Begin ITEMS

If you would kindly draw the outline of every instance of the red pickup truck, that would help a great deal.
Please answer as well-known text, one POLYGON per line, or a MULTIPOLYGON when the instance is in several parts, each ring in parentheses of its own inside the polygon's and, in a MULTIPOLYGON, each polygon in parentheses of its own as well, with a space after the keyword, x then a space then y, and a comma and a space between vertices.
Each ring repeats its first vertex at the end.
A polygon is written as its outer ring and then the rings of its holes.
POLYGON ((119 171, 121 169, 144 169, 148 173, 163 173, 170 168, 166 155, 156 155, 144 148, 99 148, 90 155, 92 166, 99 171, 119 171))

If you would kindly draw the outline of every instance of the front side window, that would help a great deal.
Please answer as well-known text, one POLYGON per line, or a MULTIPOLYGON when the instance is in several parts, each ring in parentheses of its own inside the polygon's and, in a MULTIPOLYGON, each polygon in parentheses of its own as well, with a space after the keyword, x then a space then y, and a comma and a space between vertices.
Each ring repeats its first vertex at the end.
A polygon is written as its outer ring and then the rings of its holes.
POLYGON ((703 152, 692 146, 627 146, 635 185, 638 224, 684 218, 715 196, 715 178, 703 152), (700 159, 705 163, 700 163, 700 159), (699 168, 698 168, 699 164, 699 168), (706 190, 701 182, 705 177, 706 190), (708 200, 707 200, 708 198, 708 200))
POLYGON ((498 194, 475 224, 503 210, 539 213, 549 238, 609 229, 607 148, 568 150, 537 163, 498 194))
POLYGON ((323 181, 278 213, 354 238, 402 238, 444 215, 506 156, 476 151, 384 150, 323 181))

End ITEMS

**GOAL**
Your task is to output all of the data above word for word.

**EXERCISE SOLUTION**
If you would kindly draw the outline of every instance of the red pickup truck, that would help a great deal.
Please answer as well-known text, one POLYGON per line, or a MULTIPOLYGON when the instance is in several parts, each ring in parentheses of its own inside the polygon's and, in a MULTIPOLYGON, each polygon in parentheses of its own as well, with a space after the keyword, x then a space then y, and a comma and a space between vertices.
Each ring repeats its first vertex at the end.
A polygon is written as its outer ring and then the rings of its holes.
POLYGON ((119 171, 121 169, 144 169, 148 173, 163 173, 170 168, 166 155, 156 155, 144 148, 99 148, 90 155, 92 166, 99 171, 119 171))

If you would kindly draw the outline of every instance of the front side window, that would help a great deal.
Please answer as well-known text, one POLYGON per line, or a MULTIPOLYGON when the instance is in several parts, each ring in parentheses of its own inside the polygon's and, in a MULTIPOLYGON, each polygon in parentheses of its own as well, with a space after the keyword, x then a space then y, and a comma and a space between vertices.
Each ring repeats its first vertex at the end.
A polygon is written as its outer ring and then the rings of its holes.
POLYGON ((703 152, 692 146, 627 146, 635 185, 638 224, 684 218, 715 196, 715 178, 703 152), (700 159, 705 163, 700 163, 700 159), (699 168, 698 168, 699 164, 699 168), (706 190, 701 182, 705 177, 706 190), (708 200, 707 200, 708 198, 708 200))
POLYGON ((498 194, 475 224, 503 210, 539 213, 549 238, 609 229, 607 148, 568 150, 537 163, 498 194))
POLYGON ((323 181, 278 213, 354 238, 402 238, 444 215, 506 156, 476 151, 384 150, 323 181))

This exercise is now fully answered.